Records from a data source

##############################

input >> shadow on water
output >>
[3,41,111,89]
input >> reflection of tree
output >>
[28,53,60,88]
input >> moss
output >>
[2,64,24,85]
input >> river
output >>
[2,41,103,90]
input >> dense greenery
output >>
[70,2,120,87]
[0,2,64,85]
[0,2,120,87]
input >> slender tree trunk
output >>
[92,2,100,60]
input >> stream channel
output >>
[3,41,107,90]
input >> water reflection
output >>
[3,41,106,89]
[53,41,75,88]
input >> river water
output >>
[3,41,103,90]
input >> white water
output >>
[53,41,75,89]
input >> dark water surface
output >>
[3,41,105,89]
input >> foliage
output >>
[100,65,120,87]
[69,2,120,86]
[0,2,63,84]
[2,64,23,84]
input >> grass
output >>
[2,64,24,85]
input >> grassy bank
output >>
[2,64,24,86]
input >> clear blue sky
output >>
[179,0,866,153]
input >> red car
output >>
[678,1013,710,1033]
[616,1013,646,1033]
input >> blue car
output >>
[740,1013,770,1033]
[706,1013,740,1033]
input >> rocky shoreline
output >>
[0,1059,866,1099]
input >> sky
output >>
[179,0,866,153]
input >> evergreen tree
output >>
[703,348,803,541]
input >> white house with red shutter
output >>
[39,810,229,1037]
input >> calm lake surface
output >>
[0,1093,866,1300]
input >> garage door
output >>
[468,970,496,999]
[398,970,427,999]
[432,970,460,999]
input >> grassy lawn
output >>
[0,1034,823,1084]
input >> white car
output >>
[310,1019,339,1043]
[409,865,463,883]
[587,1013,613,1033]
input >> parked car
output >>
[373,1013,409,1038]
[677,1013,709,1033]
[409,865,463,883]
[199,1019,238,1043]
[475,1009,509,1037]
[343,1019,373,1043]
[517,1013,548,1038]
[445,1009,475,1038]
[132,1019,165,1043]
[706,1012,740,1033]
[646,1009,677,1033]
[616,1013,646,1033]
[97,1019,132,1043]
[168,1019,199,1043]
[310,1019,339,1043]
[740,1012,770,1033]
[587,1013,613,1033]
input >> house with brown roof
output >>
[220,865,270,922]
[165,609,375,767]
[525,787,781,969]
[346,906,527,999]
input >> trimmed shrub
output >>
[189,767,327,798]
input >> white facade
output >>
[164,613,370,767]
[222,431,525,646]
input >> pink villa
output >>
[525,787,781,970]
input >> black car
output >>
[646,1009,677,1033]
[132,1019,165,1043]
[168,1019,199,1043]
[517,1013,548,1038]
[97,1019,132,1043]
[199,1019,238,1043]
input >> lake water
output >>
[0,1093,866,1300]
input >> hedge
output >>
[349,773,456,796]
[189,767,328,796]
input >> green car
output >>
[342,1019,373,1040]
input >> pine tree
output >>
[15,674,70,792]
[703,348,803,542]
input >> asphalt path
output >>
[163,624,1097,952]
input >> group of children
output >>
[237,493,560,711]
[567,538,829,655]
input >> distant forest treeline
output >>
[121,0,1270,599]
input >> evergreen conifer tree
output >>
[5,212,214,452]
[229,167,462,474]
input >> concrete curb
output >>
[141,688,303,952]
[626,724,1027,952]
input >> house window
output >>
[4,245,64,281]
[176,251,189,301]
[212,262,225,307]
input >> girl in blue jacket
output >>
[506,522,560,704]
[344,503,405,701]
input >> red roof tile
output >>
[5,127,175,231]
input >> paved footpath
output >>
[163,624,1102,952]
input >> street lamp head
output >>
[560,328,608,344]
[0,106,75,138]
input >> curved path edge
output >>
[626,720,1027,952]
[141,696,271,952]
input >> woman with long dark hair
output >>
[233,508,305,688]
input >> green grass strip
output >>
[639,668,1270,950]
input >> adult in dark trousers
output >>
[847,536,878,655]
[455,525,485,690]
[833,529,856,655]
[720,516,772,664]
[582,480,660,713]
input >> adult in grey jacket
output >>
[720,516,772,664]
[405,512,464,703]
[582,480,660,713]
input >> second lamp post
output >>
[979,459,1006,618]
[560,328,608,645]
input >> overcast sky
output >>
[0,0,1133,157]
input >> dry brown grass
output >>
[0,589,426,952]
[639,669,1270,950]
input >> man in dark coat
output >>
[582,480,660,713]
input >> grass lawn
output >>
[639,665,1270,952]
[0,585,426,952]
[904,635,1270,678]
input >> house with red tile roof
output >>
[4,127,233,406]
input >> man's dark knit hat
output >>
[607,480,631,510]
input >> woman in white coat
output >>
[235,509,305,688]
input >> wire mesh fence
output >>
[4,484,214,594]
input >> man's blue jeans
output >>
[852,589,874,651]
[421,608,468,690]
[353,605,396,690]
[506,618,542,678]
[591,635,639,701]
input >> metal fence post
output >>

##############################

Directions
Change "car" to "truck" in the data, starting at the line containing "input >> foliage" and ending at the line containing "[706,1013,740,1033]". Give back only those lines, with nothing else altered.

Final result
input >> foliage
output >>
[100,65,120,87]
[69,2,120,86]
[0,2,63,84]
[2,64,23,84]
input >> grass
output >>
[2,64,24,85]
input >> grassy bank
output >>
[2,64,24,86]
input >> clear blue sky
output >>
[179,0,866,153]
input >> red truck
output >>
[678,1013,710,1033]
[616,1013,646,1033]
input >> blue truck
output >>
[740,1013,770,1033]
[706,1013,740,1033]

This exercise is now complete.